Instructions to follow – Determine the number of lines below that contain the string "pineapple", and state only that number.

Records for the task –
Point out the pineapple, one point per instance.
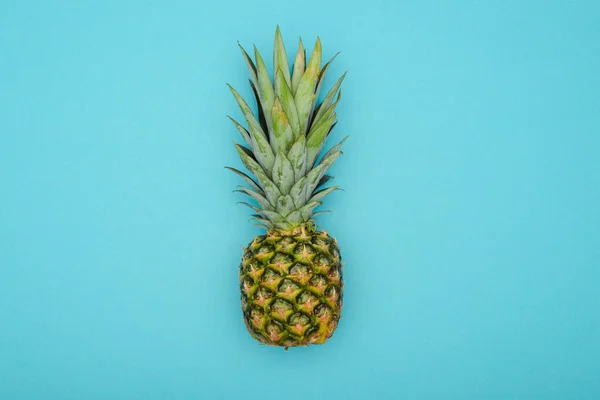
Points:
(290, 277)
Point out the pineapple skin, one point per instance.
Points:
(291, 286)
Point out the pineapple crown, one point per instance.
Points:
(284, 143)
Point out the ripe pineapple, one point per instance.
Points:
(290, 277)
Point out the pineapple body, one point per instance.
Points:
(291, 286)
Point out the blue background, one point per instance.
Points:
(470, 221)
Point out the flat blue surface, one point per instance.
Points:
(470, 221)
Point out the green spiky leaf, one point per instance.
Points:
(320, 195)
(253, 184)
(329, 97)
(316, 139)
(305, 94)
(283, 174)
(285, 205)
(322, 75)
(297, 157)
(250, 64)
(264, 87)
(286, 99)
(261, 200)
(299, 67)
(270, 189)
(280, 57)
(260, 144)
(283, 137)
(243, 131)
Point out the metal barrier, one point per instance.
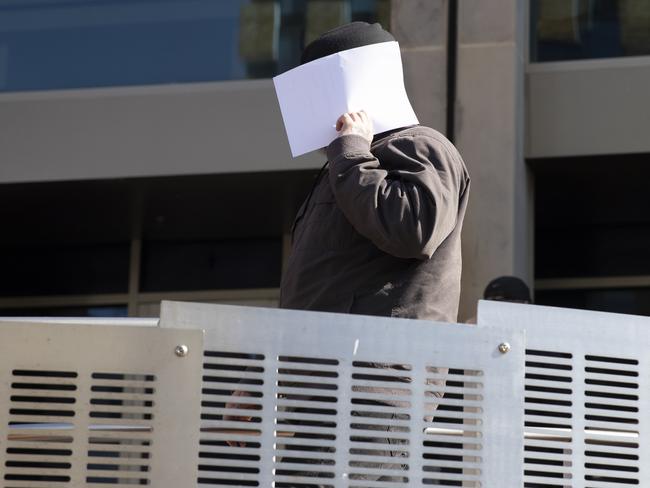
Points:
(586, 395)
(303, 399)
(97, 405)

Reply to the task – 5